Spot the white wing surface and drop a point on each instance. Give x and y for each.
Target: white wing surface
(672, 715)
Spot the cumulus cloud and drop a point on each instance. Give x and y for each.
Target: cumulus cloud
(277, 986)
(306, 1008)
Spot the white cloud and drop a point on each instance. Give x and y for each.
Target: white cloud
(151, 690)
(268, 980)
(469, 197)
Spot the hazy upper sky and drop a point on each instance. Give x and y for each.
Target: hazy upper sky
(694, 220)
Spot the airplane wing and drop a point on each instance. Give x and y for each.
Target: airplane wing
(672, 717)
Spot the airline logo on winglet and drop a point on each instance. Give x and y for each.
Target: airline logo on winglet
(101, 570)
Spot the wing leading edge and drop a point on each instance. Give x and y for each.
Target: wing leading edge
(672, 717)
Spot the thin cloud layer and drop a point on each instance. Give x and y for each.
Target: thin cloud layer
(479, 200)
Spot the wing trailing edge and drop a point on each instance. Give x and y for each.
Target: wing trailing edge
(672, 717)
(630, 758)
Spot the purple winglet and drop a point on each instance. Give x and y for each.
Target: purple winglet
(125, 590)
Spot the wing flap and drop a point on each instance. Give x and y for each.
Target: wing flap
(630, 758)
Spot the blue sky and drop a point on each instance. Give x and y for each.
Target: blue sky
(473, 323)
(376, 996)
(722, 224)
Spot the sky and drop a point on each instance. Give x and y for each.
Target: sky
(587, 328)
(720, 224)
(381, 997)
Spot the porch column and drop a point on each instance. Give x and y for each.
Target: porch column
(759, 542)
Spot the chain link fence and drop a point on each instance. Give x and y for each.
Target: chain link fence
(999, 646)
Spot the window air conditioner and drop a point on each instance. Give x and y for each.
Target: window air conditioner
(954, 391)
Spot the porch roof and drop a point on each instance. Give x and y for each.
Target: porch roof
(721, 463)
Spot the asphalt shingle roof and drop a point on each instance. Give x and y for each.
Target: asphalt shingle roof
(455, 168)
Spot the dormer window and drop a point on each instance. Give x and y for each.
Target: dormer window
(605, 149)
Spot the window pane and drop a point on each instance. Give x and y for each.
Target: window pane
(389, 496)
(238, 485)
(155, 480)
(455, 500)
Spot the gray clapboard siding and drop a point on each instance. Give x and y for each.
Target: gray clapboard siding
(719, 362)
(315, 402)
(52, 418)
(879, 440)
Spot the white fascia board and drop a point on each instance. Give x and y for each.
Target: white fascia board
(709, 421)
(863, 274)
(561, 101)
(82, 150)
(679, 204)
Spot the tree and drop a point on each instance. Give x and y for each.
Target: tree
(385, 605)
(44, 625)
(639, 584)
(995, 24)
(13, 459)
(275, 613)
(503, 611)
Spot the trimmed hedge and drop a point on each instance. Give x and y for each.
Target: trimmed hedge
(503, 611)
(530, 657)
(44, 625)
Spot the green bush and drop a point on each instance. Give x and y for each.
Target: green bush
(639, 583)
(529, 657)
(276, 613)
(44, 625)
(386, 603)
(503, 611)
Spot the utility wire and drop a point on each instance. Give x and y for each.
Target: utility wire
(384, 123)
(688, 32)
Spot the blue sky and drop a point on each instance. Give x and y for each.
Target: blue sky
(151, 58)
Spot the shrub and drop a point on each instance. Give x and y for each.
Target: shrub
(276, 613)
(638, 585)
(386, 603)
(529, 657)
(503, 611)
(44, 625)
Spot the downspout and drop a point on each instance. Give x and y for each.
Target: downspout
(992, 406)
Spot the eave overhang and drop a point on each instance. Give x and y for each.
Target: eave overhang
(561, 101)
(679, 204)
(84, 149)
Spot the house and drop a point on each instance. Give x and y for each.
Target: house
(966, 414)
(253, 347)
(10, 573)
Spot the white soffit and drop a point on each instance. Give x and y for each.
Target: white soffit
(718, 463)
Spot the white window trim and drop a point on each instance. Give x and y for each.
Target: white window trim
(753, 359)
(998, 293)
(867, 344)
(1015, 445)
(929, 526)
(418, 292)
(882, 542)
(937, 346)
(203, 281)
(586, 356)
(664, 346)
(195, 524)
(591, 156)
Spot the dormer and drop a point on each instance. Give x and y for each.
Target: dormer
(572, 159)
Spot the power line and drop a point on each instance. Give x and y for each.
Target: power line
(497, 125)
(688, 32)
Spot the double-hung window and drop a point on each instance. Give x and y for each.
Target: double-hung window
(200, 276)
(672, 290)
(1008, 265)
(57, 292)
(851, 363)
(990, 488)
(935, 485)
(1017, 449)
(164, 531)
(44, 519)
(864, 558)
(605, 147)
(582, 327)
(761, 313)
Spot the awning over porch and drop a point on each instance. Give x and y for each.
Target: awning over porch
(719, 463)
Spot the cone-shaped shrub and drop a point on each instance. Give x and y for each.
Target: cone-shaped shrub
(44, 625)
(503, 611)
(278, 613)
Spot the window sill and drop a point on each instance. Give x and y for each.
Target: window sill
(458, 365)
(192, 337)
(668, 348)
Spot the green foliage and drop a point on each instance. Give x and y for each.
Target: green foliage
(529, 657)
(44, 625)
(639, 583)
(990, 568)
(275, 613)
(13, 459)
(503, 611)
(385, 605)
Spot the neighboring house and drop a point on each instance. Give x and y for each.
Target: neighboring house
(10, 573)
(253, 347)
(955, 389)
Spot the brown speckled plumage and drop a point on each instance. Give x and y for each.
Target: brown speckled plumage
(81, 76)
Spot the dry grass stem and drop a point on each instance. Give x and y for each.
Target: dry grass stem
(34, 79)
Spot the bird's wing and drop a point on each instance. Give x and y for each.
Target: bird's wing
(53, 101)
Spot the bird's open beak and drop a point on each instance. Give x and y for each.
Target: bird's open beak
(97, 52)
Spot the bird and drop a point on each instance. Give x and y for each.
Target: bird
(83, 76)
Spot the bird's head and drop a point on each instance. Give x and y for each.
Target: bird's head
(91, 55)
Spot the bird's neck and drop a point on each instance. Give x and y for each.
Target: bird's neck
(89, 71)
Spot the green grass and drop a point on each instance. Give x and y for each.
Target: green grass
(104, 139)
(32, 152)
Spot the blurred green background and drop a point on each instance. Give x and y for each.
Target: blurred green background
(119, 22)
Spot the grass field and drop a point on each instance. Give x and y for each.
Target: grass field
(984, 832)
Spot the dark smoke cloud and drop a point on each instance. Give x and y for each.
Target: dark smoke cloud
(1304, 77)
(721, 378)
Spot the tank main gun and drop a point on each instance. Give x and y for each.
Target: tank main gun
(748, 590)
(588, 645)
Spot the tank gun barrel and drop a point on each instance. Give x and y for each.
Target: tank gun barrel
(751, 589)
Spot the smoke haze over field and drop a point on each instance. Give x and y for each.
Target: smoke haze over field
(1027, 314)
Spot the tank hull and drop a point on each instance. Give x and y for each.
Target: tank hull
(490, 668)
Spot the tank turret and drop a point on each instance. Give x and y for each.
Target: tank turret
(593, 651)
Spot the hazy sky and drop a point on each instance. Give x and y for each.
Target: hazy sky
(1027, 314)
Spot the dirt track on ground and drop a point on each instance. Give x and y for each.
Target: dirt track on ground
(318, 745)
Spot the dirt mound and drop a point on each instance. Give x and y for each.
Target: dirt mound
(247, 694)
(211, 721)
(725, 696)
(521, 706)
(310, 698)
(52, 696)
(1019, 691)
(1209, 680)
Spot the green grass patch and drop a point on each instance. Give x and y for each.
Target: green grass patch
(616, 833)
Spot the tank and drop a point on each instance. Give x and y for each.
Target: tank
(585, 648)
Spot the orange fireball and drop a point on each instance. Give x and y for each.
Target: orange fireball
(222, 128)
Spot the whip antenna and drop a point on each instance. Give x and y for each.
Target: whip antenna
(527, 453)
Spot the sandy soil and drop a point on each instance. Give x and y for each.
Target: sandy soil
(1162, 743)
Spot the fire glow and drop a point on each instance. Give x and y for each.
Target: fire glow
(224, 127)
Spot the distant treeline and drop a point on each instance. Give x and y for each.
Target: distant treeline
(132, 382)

§ §

### TASK BRIEF
Nothing outside the span should appear: transcribe the lines from the one containing "Spot the green grass patch" through the last line of the records.

### ANSWER TO THIS PROBLEM
Spot the green grass patch and drop a point on each instance. Give x and y for each.
Target: green grass patch
(616, 833)
Spot the tank and drop a point on each instance. Give x and y for each.
Target: tank
(585, 648)
Spot the orange fireball and drop a point on each instance. Give x and y for each.
Target: orange fireball
(222, 128)
Spot the whip antenna and drop a point on each instance. Give x and y for each.
Target: whip antenna
(527, 453)
Spot the sandy soil and drop a point on each instance. Give x and y for each.
Target: sandy soil
(1162, 743)
Spot the fire glow and drop a point on each instance. Give x and y for each.
Target: fire glow
(224, 127)
Spot the distant treeline and drop a point on each instance. Give x and y for each.
Target: distant treeline
(132, 382)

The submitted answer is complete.